All We Are
JAMES MAKIN GALLERY
Collingwood, Melbourne
2 - 26 July 2025
Essay by Brigid Cara Reid - Curator
All We Are presents a continuation of Nic Plowman’s exploration of both traditional and experimental drawing techniques. His practice is grounded in a longstanding commitment to figuration and portraiture, shaped by an intimate engagement with mortality. Through a series of botanicals and life drawings, demonstrating his breadth of skill and fluency across drawing mediums—Plowman reveals the fragility and determination of the human spirit.
Plowman’s work is informed by personal encounters with the brevity of life. These experiences deepen his interrogation of the human form and its capacity to express both vulnerability and resilience. Engaging with the tension between human fragility and endurance, he positions the body as both subject and site of emotional truth. His practice becomes a visual articulation of survival, pain, and the poetics of existence.
Scale plays a significant role throughout the exhibition. At times, the figure looms with monumental force, fully realised and commanding in its presence. In other moments, the figure is soft and shadowy, loosely rendered on the page, evoking the vulnerability and transience of the body. In Baby (No. 3) (2024), the figure is newly born, barely out of the womb and thrust into the world. The magnitude of this moment is reflected in the scale of the image. She hovers before the viewer, fists clenched, experiencing breath for the first time. This suspended animation resonates with Jamieson Webster’s On Breathing: Care in a Time of Catastrophe (Webster, 2024), which explores the profound and often overlooked act of breathing, particularly in the context of trauma, anxiety and crisis. Drawing on her work as a psychoanalyst, Webster reveals how breath intersects deeply with our emotional and psychological lives.

Task set:
1) Sum up the exhibition essay in two sentences.
2) Retype the stretch of the exhibition essay from "Plowman’s work is" through "poetics of existence.".
3) Extend the exhibition essay past its final sentence.
The entries have nothing to do with this.

Material provided:
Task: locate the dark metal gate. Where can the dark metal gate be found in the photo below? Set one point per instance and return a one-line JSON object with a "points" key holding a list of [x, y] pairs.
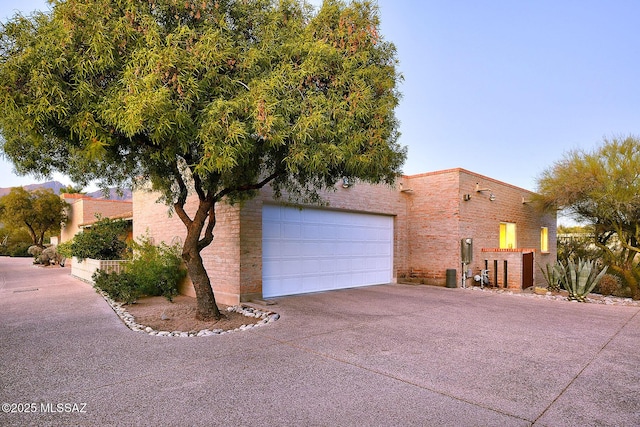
{"points": [[527, 270]]}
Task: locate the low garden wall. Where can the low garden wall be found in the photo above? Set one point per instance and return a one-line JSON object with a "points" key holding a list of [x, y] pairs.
{"points": [[84, 270]]}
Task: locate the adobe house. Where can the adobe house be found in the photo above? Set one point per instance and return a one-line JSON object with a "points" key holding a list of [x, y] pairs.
{"points": [[83, 210], [367, 235]]}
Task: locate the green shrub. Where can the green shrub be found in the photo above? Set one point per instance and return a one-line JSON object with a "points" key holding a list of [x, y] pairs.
{"points": [[156, 269], [153, 271], [119, 286], [104, 240], [579, 279]]}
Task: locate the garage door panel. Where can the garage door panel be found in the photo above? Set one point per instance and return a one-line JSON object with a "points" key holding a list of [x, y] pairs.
{"points": [[314, 250]]}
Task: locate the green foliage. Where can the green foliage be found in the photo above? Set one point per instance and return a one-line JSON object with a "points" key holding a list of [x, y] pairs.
{"points": [[38, 212], [156, 269], [551, 276], [153, 271], [104, 240], [579, 279], [35, 251], [601, 188], [608, 285], [19, 249], [224, 96], [119, 286]]}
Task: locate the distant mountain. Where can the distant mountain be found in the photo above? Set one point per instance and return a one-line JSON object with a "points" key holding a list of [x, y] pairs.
{"points": [[56, 186]]}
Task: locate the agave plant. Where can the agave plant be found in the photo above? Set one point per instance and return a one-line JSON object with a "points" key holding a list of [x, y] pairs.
{"points": [[551, 277], [579, 279]]}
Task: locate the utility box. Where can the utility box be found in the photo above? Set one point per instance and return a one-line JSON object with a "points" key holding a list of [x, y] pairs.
{"points": [[466, 250], [451, 278]]}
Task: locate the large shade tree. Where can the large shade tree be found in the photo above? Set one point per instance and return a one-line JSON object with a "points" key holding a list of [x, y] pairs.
{"points": [[601, 188], [38, 212], [214, 97]]}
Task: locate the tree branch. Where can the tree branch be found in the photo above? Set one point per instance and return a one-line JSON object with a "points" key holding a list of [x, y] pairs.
{"points": [[248, 187], [182, 200]]}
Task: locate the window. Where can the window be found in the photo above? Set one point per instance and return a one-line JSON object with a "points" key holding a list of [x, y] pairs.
{"points": [[544, 239], [507, 235]]}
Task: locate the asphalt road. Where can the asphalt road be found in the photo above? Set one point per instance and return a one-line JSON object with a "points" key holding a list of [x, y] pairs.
{"points": [[376, 356]]}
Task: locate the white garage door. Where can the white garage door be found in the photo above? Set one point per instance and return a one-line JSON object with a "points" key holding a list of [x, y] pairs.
{"points": [[312, 250]]}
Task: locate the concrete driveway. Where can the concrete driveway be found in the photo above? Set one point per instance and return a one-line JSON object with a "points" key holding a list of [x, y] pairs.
{"points": [[377, 356]]}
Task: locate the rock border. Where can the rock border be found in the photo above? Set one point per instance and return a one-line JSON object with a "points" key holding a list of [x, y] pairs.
{"points": [[606, 300], [129, 320]]}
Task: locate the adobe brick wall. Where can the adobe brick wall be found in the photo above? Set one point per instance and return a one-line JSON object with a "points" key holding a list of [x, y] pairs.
{"points": [[221, 258], [235, 264], [440, 218], [433, 222], [83, 210], [430, 219]]}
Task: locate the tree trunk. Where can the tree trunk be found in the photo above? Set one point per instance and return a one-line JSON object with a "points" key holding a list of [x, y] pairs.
{"points": [[207, 309]]}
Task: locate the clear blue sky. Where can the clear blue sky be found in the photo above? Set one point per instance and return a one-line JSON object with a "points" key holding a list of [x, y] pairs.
{"points": [[500, 87]]}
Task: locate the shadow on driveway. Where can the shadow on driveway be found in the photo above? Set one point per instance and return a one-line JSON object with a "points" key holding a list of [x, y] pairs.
{"points": [[381, 355]]}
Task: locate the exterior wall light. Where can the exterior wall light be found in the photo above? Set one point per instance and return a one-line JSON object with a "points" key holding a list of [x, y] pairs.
{"points": [[492, 196]]}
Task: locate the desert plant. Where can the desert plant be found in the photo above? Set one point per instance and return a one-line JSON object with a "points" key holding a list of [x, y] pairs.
{"points": [[156, 269], [579, 279], [608, 285], [119, 286], [35, 251], [153, 271], [19, 249], [104, 240], [551, 277]]}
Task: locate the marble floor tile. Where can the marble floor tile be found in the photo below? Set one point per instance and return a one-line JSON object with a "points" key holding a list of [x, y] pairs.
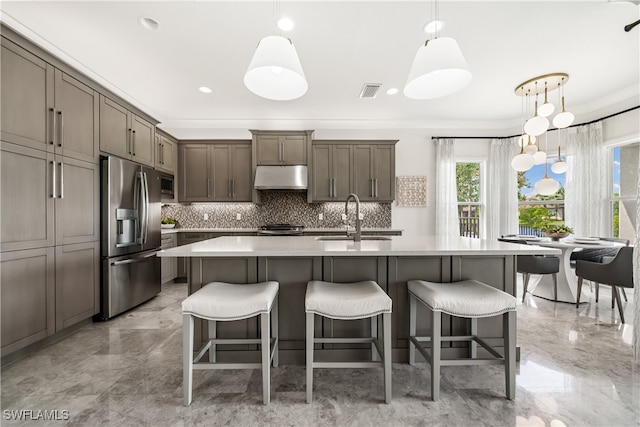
{"points": [[576, 369]]}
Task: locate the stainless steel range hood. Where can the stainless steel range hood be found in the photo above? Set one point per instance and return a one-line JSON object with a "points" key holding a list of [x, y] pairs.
{"points": [[281, 178]]}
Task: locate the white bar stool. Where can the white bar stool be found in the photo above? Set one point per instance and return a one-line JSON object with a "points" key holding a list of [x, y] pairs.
{"points": [[349, 301], [467, 299], [218, 301]]}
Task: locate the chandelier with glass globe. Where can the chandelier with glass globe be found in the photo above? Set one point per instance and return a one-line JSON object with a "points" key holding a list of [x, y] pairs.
{"points": [[536, 124]]}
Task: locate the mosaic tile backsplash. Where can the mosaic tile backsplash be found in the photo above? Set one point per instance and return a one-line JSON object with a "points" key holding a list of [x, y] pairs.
{"points": [[276, 208]]}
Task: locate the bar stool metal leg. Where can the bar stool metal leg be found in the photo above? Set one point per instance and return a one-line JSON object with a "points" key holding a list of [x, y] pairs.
{"points": [[276, 335], [212, 344], [474, 345], [509, 332], [309, 352], [386, 320], [412, 329], [187, 358], [266, 356], [436, 325], [374, 334]]}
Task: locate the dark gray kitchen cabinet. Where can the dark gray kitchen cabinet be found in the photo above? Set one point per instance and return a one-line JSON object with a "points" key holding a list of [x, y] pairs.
{"points": [[124, 134], [364, 167], [166, 153], [26, 190], [27, 297], [75, 119], [374, 172], [77, 201], [231, 172], [331, 171], [169, 266], [194, 171], [215, 172], [77, 283], [45, 108], [27, 96], [281, 147]]}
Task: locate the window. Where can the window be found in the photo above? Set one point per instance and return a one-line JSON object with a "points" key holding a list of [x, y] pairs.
{"points": [[469, 183], [624, 191], [535, 210]]}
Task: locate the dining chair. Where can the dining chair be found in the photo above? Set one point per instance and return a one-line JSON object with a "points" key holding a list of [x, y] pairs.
{"points": [[534, 264], [600, 255], [616, 272]]}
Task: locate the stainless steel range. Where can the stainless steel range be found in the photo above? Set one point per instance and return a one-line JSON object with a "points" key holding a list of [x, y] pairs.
{"points": [[281, 230]]}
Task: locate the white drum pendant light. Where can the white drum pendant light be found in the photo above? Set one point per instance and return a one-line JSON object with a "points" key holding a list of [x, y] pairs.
{"points": [[275, 71], [439, 69]]}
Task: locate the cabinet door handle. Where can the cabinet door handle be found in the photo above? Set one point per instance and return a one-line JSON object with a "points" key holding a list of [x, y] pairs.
{"points": [[52, 126], [53, 179], [61, 195], [61, 130]]}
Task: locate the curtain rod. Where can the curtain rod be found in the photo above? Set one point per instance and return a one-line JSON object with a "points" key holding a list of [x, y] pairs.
{"points": [[513, 136]]}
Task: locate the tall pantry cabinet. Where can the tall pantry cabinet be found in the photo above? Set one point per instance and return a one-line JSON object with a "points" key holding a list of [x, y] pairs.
{"points": [[50, 189]]}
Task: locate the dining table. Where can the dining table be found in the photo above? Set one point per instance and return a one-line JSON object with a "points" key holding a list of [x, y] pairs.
{"points": [[567, 281]]}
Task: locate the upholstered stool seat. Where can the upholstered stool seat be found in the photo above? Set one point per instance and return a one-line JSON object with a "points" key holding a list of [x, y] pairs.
{"points": [[349, 301], [218, 301], [468, 299]]}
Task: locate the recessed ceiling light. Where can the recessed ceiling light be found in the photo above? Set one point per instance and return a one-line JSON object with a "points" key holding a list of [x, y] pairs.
{"points": [[433, 26], [285, 24], [148, 23]]}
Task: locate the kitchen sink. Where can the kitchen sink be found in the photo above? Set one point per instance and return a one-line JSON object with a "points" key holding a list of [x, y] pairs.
{"points": [[337, 238]]}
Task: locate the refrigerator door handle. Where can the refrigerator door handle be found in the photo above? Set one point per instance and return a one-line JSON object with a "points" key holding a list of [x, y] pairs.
{"points": [[144, 207], [134, 260]]}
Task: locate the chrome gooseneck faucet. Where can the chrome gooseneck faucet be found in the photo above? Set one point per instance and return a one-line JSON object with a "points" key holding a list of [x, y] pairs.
{"points": [[358, 236]]}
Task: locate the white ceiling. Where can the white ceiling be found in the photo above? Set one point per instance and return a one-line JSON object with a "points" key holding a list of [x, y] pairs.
{"points": [[342, 45]]}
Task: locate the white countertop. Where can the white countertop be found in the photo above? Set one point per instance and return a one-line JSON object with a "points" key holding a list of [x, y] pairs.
{"points": [[231, 246], [255, 230]]}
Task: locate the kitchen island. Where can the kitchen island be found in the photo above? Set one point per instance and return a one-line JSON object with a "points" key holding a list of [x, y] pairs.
{"points": [[389, 260]]}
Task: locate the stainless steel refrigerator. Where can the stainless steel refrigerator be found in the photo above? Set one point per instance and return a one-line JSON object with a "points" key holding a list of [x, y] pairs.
{"points": [[130, 235]]}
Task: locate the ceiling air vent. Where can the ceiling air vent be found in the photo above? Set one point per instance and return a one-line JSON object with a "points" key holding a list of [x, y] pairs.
{"points": [[370, 90]]}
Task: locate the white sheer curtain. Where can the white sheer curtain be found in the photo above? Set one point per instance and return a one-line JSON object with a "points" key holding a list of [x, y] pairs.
{"points": [[447, 223], [636, 280], [586, 191], [502, 198]]}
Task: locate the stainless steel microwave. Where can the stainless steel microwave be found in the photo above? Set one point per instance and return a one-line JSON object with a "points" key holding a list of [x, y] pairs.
{"points": [[167, 186]]}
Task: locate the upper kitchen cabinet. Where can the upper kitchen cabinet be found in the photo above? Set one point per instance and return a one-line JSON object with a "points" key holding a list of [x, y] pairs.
{"points": [[124, 134], [27, 96], [166, 153], [374, 171], [45, 108], [281, 147], [364, 167], [27, 185], [215, 172], [330, 172], [74, 118]]}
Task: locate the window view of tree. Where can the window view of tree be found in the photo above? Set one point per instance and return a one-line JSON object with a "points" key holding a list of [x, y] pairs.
{"points": [[536, 211], [468, 183]]}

Expected outputs:
1) All We Are, shown at James Makin Gallery in Collingwood, Melbourne, from 2 to 26 July 2025, continues Nic Plowman's exploration of traditional and experimental drawing through botanicals and life drawings that reveal the fragility and determination of the human spirit, a practice shaped by his personal encounters with the brevity of life. Scale plays a significant role throughout the show, as in Baby (No. 3) (2024), where a newborn hovers before the viewer with clenched fists, a moment the essay links to Jamieson Webster's On Breathing: Care in a Time of Catastrophe.

2)
Plowman’s work is informed by personal encounters with the brevity of life. These experiences deepen his interrogation of the human form and its capacity to express both vulnerability and resilience. Engaging with the tension between human fragility and endurance, he positions the body as both subject and site of emotional truth. His practice becomes a visual articulation of survival, pain, and the poetics of existence.

3)
Webster considers breath as a site where the psychological, emotional and existential converge, in-line with this, Plowman’s figures seem to physically embody that precarious threshold. Plowman’s work remains both symptomatic and restorative, becoming a means of processing pain, bearing witness and acknowledging the resilience embedded in the human condition. For Plowman the body is not only observed, it is inhabited, remembered and experienced.
Working between realism and gestural mark-making, Plowman inhabits a space where representation meets intuition. His lines are both precise and fractured, expressive and restrained, allowing technique to echo the instability and shifting nature of identity itself. In Untitled Figurative Drawing No. 1 (2025), this figure is poised between stability and motion. She is caught in a quiet moment of contemplation, as subtle, swirling lines encircle her— evoking the constant flux of the present moment.
Plowman has been a finalist in the Doug Moran Portrait Prize and the Brett Whiteley Travelling Art Scholarship. Most recently he was awarded Highly Commended in the 24th Dobell Drawing Prize, recognising the emotional sensitivity and formal refinement of his practice.
All We Are extends an invitation to encounter the shared weight of human experience. These works do not turn away from the difficult truths of embodiment; instead, they hold them with care. At once tender and unflinching, they speak to resilience, the persistence of life and the bittersweet reality of what it means to be human.